▶ **What is being asked**:
Reproduce the lines below word for word, with nothing changed.

--- BEGIN Data section ---

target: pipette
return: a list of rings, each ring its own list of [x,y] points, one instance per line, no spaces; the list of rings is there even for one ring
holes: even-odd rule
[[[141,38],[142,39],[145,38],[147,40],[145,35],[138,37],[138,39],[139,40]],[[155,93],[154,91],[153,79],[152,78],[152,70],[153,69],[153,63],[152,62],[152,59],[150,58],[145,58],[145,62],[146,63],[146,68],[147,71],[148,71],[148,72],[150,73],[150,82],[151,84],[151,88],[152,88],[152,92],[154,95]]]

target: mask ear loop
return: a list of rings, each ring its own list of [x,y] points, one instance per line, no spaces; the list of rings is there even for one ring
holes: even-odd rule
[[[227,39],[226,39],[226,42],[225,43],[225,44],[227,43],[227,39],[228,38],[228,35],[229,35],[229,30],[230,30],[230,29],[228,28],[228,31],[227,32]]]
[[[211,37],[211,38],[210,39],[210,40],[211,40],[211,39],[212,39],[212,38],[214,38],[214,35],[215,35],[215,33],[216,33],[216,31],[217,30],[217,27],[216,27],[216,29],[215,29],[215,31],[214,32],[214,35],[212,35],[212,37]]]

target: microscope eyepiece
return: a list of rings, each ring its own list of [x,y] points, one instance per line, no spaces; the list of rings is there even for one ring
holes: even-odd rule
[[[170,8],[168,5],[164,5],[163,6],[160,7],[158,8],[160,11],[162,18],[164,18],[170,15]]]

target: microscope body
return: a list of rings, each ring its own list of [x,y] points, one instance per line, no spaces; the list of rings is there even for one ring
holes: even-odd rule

--- END Data section ---

▶ **Result of the exercise**:
target: pipette
return: a list of rings, each ring its own list of [x,y] points, one instance per line, no spaces; the list of rings is there even for one ring
holes: even-odd rule
[[[141,38],[142,39],[145,38],[147,40],[145,35],[138,37],[138,39],[139,40]],[[155,93],[154,91],[153,79],[152,78],[152,70],[153,69],[153,63],[152,62],[152,59],[150,58],[145,58],[145,62],[146,63],[146,68],[147,71],[148,71],[148,72],[150,73],[150,82],[151,84],[151,88],[152,88],[152,92],[154,95]]]

target: mask ear loop
return: a list of rings, each ring its own list of [x,y] points, one instance per line, no spaces; the list of rings is there even for one ring
holes: even-odd rule
[[[227,39],[226,39],[226,42],[225,43],[225,44],[227,43],[227,39],[228,38],[228,35],[229,35],[229,30],[230,30],[230,29],[228,28],[228,31],[227,32]]]
[[[211,37],[211,38],[210,39],[210,40],[211,40],[211,39],[212,39],[212,38],[214,38],[214,35],[215,35],[215,33],[216,33],[216,31],[217,30],[217,27],[216,27],[216,29],[215,29],[215,31],[214,32],[214,35],[212,35],[212,37]]]

target: microscope eyepiece
return: a list of rings, each ring its own list of [x,y] points, one instance per line, no spaces; the list of rings is there even for one ring
holes: even-odd rule
[[[170,8],[168,5],[164,5],[163,6],[160,7],[158,8],[160,11],[162,18],[164,18],[170,15]]]

target: microscope body
return: a list of rings, each ring its own list of [x,y] points, one instance per line, no spaces; the list of rings is there even for one ring
holes: even-odd rule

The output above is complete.